◆ TEXT UNDER STUDY
====

Matthew Greenwood posted on November 26, 2018 |
Law enforcement and military personnel rely on the sensitive noses of dogs to detect drugs and bombs, as well as track down missing persons. But these working dogs are expensive to train and maintain, and they can get tired.
Scientists at Duke University may have taken the first steps toward creating an artificial alternative to those dogs: a “robot nose” made from mouse stem cells. The prototype is based on odor receptors grown from mouse genes, which react to certain target odors—and could potentially be used to detect drugs and explosives. But the researchers ran into some considerable challenges as they developed the prototype.
“This idea of an artificial nose has been present for a long time,” said Hiroaki Matsunami, professor of molecular genetics and microbiology at Duke University and senior author of the study. “The receptors were identified in the 1990s, but there are significant technical hurdles to produce all these receptors and monitor the activity so that we can use that in an artificial device.”
Matsunami believes that a device based on odor receptors could perform much more effectively than the devices currently on the market, which use chemical compounds to identify smells but aren’t nearly as capable as a dog.
The first step in creating the artificial nose was finding the receptor cells that would respond to target odors. Matsunami’s team created a liquid medium with molecules that would light up when activated. They then copied odor receptors from mice and mixed them with seven target odor chemicals in the medium.
The researchers chose the receptors that triggered the most luminescence for the second step, which monitored receptor reaction in real time. They tested those receptors to see how well they detected two odor vapors. In principle, any variety of airborne odors could be used.
“We can monitor how different receptors respond differently to various smells, including ones that are similar to each other in chemical structure or ones that might be related to real-world use, like something associated to explosives or drugs,” Matsunami explained.
The researchers know this is only the beginning of their work. An immediate problem to solve is determining the role of mucus in sensing odors—whether it enhances the sense or gets in the way.
“It’s not like our paper will be immediately applied to a portable device used in the airport soon, but this is an important step forward to show that it is possible,” Matsunami said. “We can more clearly see what kind of hurdles to pass in order for the community to create such a device.”
In the meantime, police, airport security and the military will keep relying on their canine companions to sniff out dangerous substances or locate people in need of help.

====

◆ PROVIDED RECORDS

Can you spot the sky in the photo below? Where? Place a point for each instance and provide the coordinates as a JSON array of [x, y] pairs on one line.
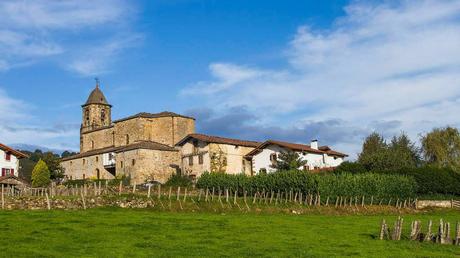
[[287, 70]]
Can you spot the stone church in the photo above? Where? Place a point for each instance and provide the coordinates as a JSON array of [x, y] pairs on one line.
[[141, 146]]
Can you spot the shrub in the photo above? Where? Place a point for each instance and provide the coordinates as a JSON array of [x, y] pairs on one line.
[[40, 175], [378, 185], [179, 180], [432, 180], [350, 167]]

====

◆ WHAT YOU NEED TO DO
Answer these questions using the article on the robot nose.
1. Which animal's stem cells was the prototype made from?
2. How many target odor chemicals were mixed with the copied odor receptors?
3. What immediate problem do the researchers need to solve?

◆ SOLUTION TO THIS EXERCISE
1. Mouse stem cells.
2. Seven.
3. They need to determine the role of mucus in sensing odors, that is, whether it enhances the sense or gets in the way.